EXERCISE GOAL: Without the pictures, retype each line below exactly as it stands.

RECORDS TO PROCESS:
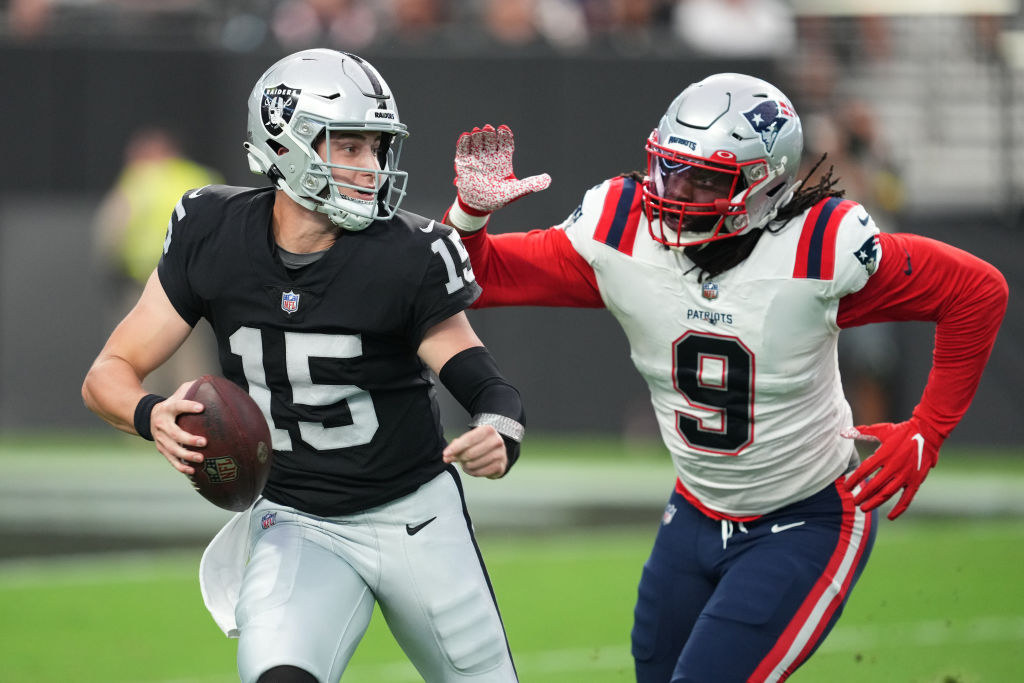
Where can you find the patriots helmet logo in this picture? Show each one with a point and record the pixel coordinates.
(867, 254)
(768, 119)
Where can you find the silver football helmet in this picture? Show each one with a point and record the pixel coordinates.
(300, 101)
(722, 161)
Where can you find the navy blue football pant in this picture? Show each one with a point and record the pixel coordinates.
(723, 602)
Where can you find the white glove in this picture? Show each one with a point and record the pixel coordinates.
(484, 177)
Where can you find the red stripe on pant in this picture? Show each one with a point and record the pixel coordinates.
(796, 644)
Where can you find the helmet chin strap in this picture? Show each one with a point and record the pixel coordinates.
(258, 163)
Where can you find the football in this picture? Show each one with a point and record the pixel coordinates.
(238, 451)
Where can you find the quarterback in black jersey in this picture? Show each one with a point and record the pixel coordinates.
(330, 307)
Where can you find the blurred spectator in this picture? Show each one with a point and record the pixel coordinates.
(343, 24)
(735, 28)
(845, 128)
(417, 20)
(511, 22)
(130, 227)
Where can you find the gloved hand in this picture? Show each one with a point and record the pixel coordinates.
(484, 177)
(907, 451)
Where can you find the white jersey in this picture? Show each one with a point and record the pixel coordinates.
(741, 368)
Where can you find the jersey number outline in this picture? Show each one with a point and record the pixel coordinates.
(456, 282)
(299, 348)
(714, 374)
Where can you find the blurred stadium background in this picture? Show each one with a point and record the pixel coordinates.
(918, 103)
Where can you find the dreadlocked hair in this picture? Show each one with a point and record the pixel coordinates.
(808, 196)
(715, 258)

REPLY TO THE EXERCISE:
Where can you find the patriots helmet logo in this picture? Show each one with a point and record the pixel coordinates.
(867, 254)
(768, 119)
Where can you find the silver football helmet in this picture? Show each one with a point and record the pixel coordinates.
(300, 101)
(722, 161)
Where can you find the navy blue football pant in this picture? Show each one with a point and record the pixel coordinates.
(723, 602)
Where can you find the white glove in this picture? Show each one with a point and record the pixel coordinates.
(484, 177)
Where can you find the red stripe on pant in this picture? Show each one with a point and record the pixel coordinates.
(796, 644)
Where can you find the helmet chin strap in this picture? Show each one with a point and record the pixel coordinates.
(258, 163)
Where can you find the football in this picture? Show each one with a point and record the pixel coordinates.
(238, 451)
Where can you find the quarterback in black jersey in this picture? Show each one with a point and record the pixel coordinates.
(330, 307)
Where can you find the blurred spectator in this picture? Show each one with a point and record the pixel coordinates.
(343, 24)
(735, 28)
(845, 128)
(417, 20)
(511, 22)
(130, 227)
Where can you find the gloved hand in this picture? Show each one with a point and record the pixel coordinates.
(484, 177)
(907, 451)
Where can you find the white jersey in this picture? Show each one with a point and record the pixel coordinates.
(741, 368)
Where can you find the jersey number outline in this picture? Show each one with a point and record the pixel coordinates.
(456, 282)
(299, 348)
(714, 374)
Where can you find the blurred stadium background in this picture? Show each one with a point and record the pixel coordinates.
(918, 103)
Where can you find the dreadlocked hair in this picture? Show each one with a point and record the pixel coordinates.
(808, 196)
(715, 258)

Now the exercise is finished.